> Goal:
Please put each line of the records below into a JSON list of strings, one string per line, with blank lines skipped. Leave the pictures out of the answer.

Rows taken from a pointing dataset
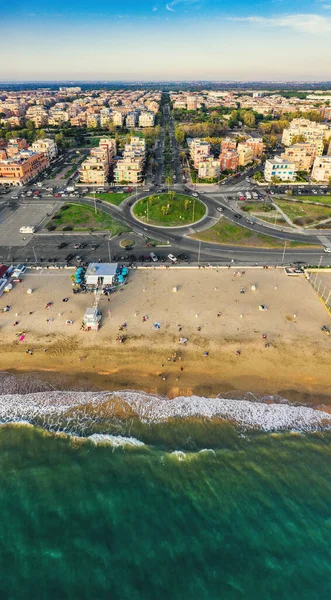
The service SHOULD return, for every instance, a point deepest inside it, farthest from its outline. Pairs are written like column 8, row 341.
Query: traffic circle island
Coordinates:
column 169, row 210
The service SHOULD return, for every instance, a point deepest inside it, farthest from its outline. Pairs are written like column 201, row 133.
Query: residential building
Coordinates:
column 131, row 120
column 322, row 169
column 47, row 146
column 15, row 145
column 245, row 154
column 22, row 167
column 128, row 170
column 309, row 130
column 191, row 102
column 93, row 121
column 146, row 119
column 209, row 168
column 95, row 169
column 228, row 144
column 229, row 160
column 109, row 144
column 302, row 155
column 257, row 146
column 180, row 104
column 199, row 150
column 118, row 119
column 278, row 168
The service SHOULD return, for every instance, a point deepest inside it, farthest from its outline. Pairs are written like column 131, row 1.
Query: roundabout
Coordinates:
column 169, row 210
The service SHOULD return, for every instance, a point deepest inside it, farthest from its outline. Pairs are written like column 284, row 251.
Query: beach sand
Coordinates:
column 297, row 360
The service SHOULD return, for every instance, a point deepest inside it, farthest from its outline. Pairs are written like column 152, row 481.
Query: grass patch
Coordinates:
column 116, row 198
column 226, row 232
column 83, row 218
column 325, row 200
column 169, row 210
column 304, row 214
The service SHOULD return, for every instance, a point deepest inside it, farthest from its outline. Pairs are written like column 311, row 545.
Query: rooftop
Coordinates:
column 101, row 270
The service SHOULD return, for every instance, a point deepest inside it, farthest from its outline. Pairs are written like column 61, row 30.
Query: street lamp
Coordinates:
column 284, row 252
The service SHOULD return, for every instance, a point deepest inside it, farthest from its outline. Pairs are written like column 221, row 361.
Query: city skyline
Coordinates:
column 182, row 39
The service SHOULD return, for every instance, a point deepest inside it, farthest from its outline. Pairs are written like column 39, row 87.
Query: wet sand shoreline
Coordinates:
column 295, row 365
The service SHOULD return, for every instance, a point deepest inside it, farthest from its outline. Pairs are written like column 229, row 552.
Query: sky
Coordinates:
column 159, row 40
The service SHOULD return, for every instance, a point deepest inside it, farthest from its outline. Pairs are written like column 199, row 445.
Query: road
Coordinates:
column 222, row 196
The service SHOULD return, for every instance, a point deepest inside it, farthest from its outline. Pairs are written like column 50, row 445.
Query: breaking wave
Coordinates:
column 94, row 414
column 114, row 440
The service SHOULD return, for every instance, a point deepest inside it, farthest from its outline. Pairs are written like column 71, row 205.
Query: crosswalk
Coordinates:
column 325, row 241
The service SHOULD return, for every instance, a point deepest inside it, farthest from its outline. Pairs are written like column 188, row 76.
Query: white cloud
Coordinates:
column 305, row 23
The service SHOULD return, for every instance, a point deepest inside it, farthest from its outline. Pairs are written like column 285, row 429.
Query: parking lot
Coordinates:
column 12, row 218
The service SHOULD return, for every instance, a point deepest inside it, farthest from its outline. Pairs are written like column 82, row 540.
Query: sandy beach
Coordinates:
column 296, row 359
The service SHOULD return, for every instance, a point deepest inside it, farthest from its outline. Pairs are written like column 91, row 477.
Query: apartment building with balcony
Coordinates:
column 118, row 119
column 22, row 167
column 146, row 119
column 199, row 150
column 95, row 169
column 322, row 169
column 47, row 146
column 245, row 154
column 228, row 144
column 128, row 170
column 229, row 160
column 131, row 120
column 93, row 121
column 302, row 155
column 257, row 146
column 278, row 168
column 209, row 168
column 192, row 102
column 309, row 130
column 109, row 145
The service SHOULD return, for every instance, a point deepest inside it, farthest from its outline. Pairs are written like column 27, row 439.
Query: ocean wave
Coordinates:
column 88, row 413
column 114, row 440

> Result for this task:
[
  "The service SHOULD return, for every instance, a point deepest inside it, farthest from its outline. Pairs are written like column 8, row 341.",
  "Query: traffic circle island",
  "Coordinates:",
  "column 169, row 210",
  "The service SHOULD return, for every instance, a point deepest inside it, farthest from its outline. Pairs are written like column 201, row 133.",
  "Query: residential building",
  "Coordinates:",
  "column 131, row 120",
  "column 322, row 169",
  "column 47, row 146",
  "column 15, row 145",
  "column 245, row 154",
  "column 22, row 167",
  "column 128, row 170",
  "column 309, row 130",
  "column 191, row 102",
  "column 93, row 121",
  "column 146, row 119",
  "column 209, row 168",
  "column 95, row 169",
  "column 228, row 144",
  "column 229, row 160",
  "column 109, row 144",
  "column 302, row 155",
  "column 257, row 146",
  "column 180, row 104",
  "column 199, row 150",
  "column 118, row 119",
  "column 278, row 168",
  "The service SHOULD return, for every instance, a point deepest inside it, farthest from its outline. Pairs are written like column 131, row 1.",
  "Query: roundabout",
  "Coordinates:",
  "column 169, row 210",
  "The service SHOULD return, for every instance, a point deepest inside it, farthest from its outline. Pairs are written like column 284, row 251.",
  "Query: beach sand",
  "Coordinates:",
  "column 297, row 360",
  "The service SHOULD return, for every instance, a point deepest inside it, farthest from its outline. Pairs are written like column 152, row 481.",
  "Query: grass patch",
  "Coordinates:",
  "column 116, row 198",
  "column 226, row 232",
  "column 83, row 218",
  "column 325, row 200",
  "column 169, row 210",
  "column 304, row 214",
  "The service SHOULD return, for every instance, a point deepest inside it, farthest from its outline. Pairs are written like column 311, row 545.",
  "Query: rooftop",
  "Coordinates:",
  "column 101, row 270",
  "The service SHOULD return, for every instance, a point deepest inside it, farthest from its outline. Pairs are written like column 61, row 30.",
  "Query: street lamp",
  "Coordinates:",
  "column 284, row 252",
  "The service SHOULD return, for every instance, a point deepest inside it, farthest from its outline. Pairs are written like column 221, row 361.",
  "Query: city skyline",
  "Coordinates:",
  "column 182, row 39",
  "The service SHOULD return, for every instance, a point deepest inside it, farthest from its outline. Pairs are written like column 39, row 87.",
  "Query: wet sand shoreline",
  "Coordinates:",
  "column 295, row 365",
  "The service SHOULD return, for every instance, a point deepest inside it, farthest from its outline. Pairs are written like column 229, row 552.",
  "Query: sky",
  "Coordinates:",
  "column 159, row 40",
  "The service SHOULD return, for every instance, a point deepest inside it, farthest from its outline. Pairs are written like column 199, row 445.",
  "Query: road",
  "Coordinates:",
  "column 222, row 196",
  "The service SHOULD return, for every instance, a point deepest inside it, farthest from its outline. Pairs are written like column 50, row 445.",
  "Query: breaking wave",
  "Coordinates:",
  "column 94, row 414",
  "column 114, row 440",
  "The service SHOULD return, for every instance, a point deepest inside it, farthest from its outline. Pairs are written like column 71, row 205.",
  "Query: crosswalk",
  "Coordinates:",
  "column 325, row 241",
  "The service SHOULD return, for every instance, a point deepest inside it, farthest from its outline. Pairs are written like column 188, row 76.",
  "Query: white cloud",
  "Coordinates:",
  "column 305, row 23",
  "The service SHOULD return, for every instance, a point deepest inside it, farthest from its outline. Pairs are written like column 285, row 429.",
  "Query: parking lot",
  "Coordinates:",
  "column 12, row 218",
  "The service SHOULD return, for every instance, a point deepest inside it, farthest from its outline. Pairs are written like column 82, row 540.",
  "Query: sandy beach",
  "Coordinates:",
  "column 296, row 359",
  "The service SHOULD return, for every instance, a point deepest inside it, farthest from its outline. Pairs are written like column 91, row 477.",
  "Query: apartment building with balcony",
  "Coordinates:",
  "column 118, row 119",
  "column 22, row 167",
  "column 146, row 119",
  "column 199, row 150",
  "column 95, row 169",
  "column 322, row 169",
  "column 47, row 146",
  "column 245, row 154",
  "column 228, row 144",
  "column 128, row 170",
  "column 229, row 160",
  "column 131, row 120",
  "column 93, row 121",
  "column 302, row 155",
  "column 257, row 146",
  "column 278, row 168",
  "column 209, row 168",
  "column 192, row 102",
  "column 309, row 130",
  "column 109, row 145",
  "The service SHOULD return, for every instance, a point deepest inside it, farthest from its outline. Pairs are written like column 27, row 439.",
  "Query: ocean wave",
  "Coordinates:",
  "column 88, row 413",
  "column 114, row 440"
]